** Begin Stored rows **

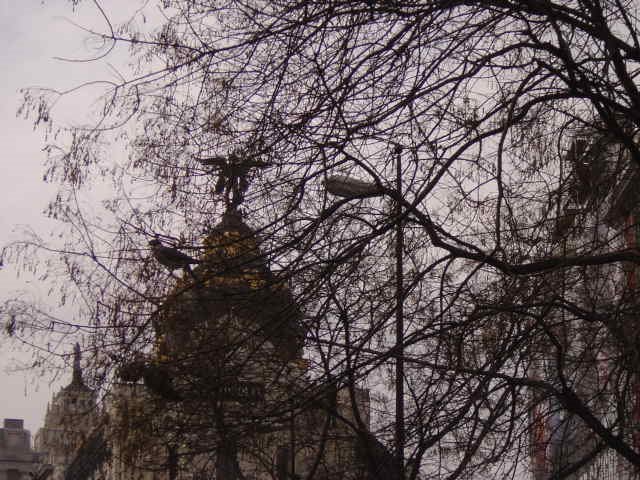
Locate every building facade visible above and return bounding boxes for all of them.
[0,418,41,480]
[37,211,384,480]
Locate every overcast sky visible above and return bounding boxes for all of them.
[0,0,141,434]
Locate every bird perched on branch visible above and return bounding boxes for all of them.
[149,238,200,272]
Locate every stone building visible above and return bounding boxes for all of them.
[0,418,40,480]
[38,210,394,480]
[35,345,99,480]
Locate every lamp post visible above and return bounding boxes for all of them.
[324,145,405,480]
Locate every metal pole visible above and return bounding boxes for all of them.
[395,145,405,479]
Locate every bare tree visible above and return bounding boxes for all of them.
[7,0,640,478]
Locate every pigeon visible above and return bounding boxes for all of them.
[149,238,200,272]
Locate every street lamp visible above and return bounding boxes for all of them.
[324,146,405,479]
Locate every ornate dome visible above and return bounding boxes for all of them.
[156,210,304,361]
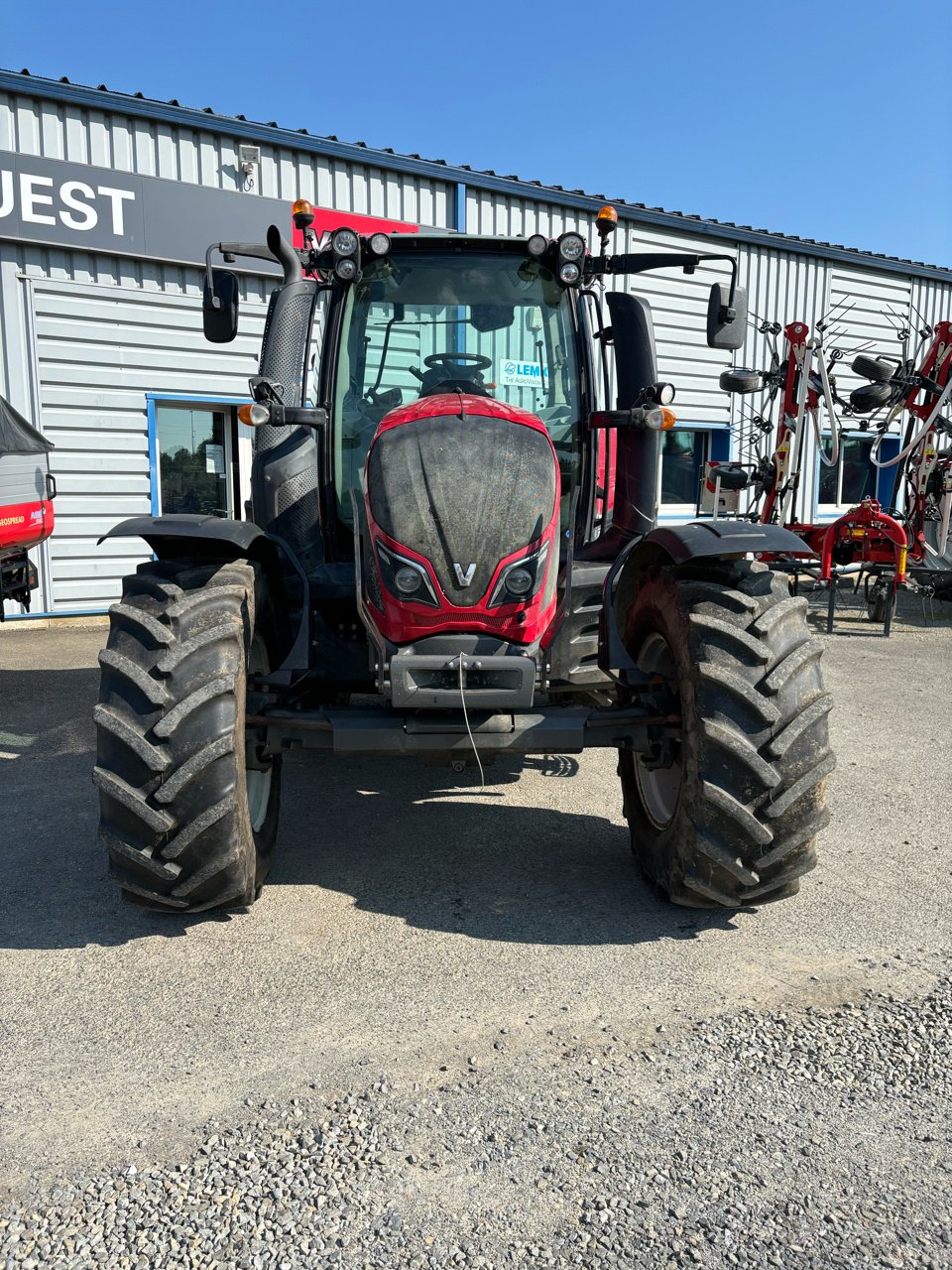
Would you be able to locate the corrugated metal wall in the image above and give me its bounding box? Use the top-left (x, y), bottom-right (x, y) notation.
top-left (0, 82), bottom-right (952, 609)
top-left (466, 190), bottom-right (731, 425)
top-left (0, 92), bottom-right (456, 227)
top-left (27, 271), bottom-right (266, 611)
top-left (0, 92), bottom-right (456, 611)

** End Stored rows **

**What is asked:** Rewrite the lines above, changing "return bounding boxes" to "give bounding boxes" wherever it occurs and leaving everything else as it is. Omit the pictures.

**Answer to the task:**
Locate every building facade visible above and give bounding boxes for all of them.
[0,418,41,480]
[37,211,384,480]
Locate every overcast sky visible above and give bounding boxes for all of them.
[0,0,141,434]
Locate every bird perched on branch visible above and give bounding boxes for all of them.
[149,238,200,272]
Locate every stone building visible above and give bounding boxes for all of them.
[0,418,40,480]
[38,210,394,480]
[35,345,99,480]
Locate every lamp post visible above and give bounding boxes for all of them.
[324,145,405,480]
Locate every metal pole visible above and give bounding boxes for all of them.
[395,145,405,479]
Locate every bare tree visible above and give bounding boxes for all of them.
[7,0,640,478]
Locate every pigeon visible above and give bounding boxes for all of them.
[149,238,200,272]
Locate every street lamp visible above and give bounding boxes for all of them.
[324,146,405,479]
Locate every ornate dome visible above and give bounding boxes for all of them.
[156,210,304,361]
Would you be able to locate the corrugated metal wall in the image above and give me its bounding box? Use the top-left (x, y), bottom-right (x, y) notation.
top-left (0, 82), bottom-right (952, 609)
top-left (466, 190), bottom-right (731, 425)
top-left (0, 92), bottom-right (456, 227)
top-left (27, 271), bottom-right (266, 611)
top-left (0, 92), bottom-right (456, 611)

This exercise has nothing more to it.